Lines of data:
┌────────
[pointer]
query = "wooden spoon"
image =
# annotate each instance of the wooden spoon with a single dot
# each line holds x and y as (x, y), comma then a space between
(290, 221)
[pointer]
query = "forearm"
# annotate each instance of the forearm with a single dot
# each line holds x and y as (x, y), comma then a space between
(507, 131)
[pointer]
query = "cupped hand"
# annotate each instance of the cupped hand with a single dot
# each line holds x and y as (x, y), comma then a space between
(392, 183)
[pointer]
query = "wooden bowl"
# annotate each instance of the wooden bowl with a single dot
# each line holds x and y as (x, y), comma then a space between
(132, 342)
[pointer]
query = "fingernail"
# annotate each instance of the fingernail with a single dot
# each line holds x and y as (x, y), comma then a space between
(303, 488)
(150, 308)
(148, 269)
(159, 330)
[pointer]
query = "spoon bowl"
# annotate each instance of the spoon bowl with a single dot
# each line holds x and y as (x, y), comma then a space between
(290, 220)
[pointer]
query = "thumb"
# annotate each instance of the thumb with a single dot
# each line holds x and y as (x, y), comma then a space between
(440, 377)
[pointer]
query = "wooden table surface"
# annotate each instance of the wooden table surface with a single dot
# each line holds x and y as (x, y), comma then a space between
└────────
• _WHAT IS NEEDED_: Could you write out all of these rows again, replacing "single dot" with "single point" and leaving everything else unchanged?

• _EXERCISE RESPONSE_:
[pointer]
query = "wooden spoon"
image =
# annotate each instance of the wooden spoon with a single point
# each line holds x and y as (x, y), comma then a space between
(290, 221)
[pointer]
query = "forearm"
# annotate each instance of the forearm with a single point
# each line holds x and y as (x, y), comma then a space between
(507, 131)
[pointer]
query = "cupped hand"
# annotate each instance of the cupped hand with a single point
# each line holds x and y as (x, y), comma then a space between
(392, 183)
[pointer]
query = "wooden bowl"
# annotate each instance of the wooden bowl with a single point
# each line holds x and y as (x, y), comma then a space between
(132, 342)
[pointer]
query = "fingernail"
# annotate each instance of the fingernail with a single point
# each line holds x and y as (x, y), comma then a space between
(303, 488)
(150, 308)
(148, 269)
(159, 330)
[pointer]
query = "spoon bowl"
# annotate each instance of the spoon bowl with a single point
# each line holds x and y as (x, y), comma then a space between
(290, 220)
[pointer]
query = "thumb"
# annotate each instance of the thumb with a single point
# each line holds x and y as (x, y), comma then a space between
(440, 377)
[pointer]
query = "wooden table surface"
# annotate each instance of the wooden table surface with a single point
# each line holds x and y as (x, y), comma then a space between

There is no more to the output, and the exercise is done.